Even working non-stop this proved impossible. Eventually, networks made more reasonable demands, reducing the number of new episodes of hour and 30-minute programs per season. James Garner, as Bret Maverick, the Texas-born cardsharp who'd travel the Old West looking for easy money, was Maverick's lone star at first, but the production schedule proved so utterly grueling that after just eight episodes the radical decision was made to add Jack Kelly to the cast as Bret's younger brother, Bart. For the rest of the first season and all of the second, episodes alternated between Bret and Bart. A Bret-featured episode would usually make some passing reference to Bart and vice versa, though only rarely were both brothers featured prominently in the same episode. Bart was a virtual clone of Bret and their characters interchangeable. Everyone, however, quickly recognized Garner as the far more graceful comic actor and so he almost always got the best and funniest scripts. Jack Kelly - who played a Maverick-like character in the movie Forbidden Planet immediately before this, a role which may have helped win him this part - developed a fan following all his own, but was significantly less popular overall, though it was Kelly, not Garner, who stayed all five seasons. The addition of Kelly angered the show's sponsor, who renegotiated their deal with Warner Bros., and Garner was brought in to introduce the Kelly-only shows.

# Data

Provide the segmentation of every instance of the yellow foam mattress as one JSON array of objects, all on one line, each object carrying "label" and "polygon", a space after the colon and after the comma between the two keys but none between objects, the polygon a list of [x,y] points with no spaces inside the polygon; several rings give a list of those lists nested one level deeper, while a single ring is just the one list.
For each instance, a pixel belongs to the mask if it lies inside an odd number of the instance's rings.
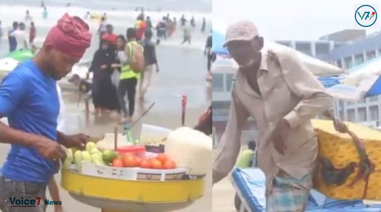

# Direction
Answer these questions about the text on the TV series Maverick:
1. After how many episodes was Jack Kelly added to the cast?
2. What character did Kelly play, and how was that character related to Bret?
3. Which of the two actors stayed with the show for all five seasons?

# Problem solution
1. Eight episodes.
2. Bart, Bret's younger brother.
3. Jack Kelly.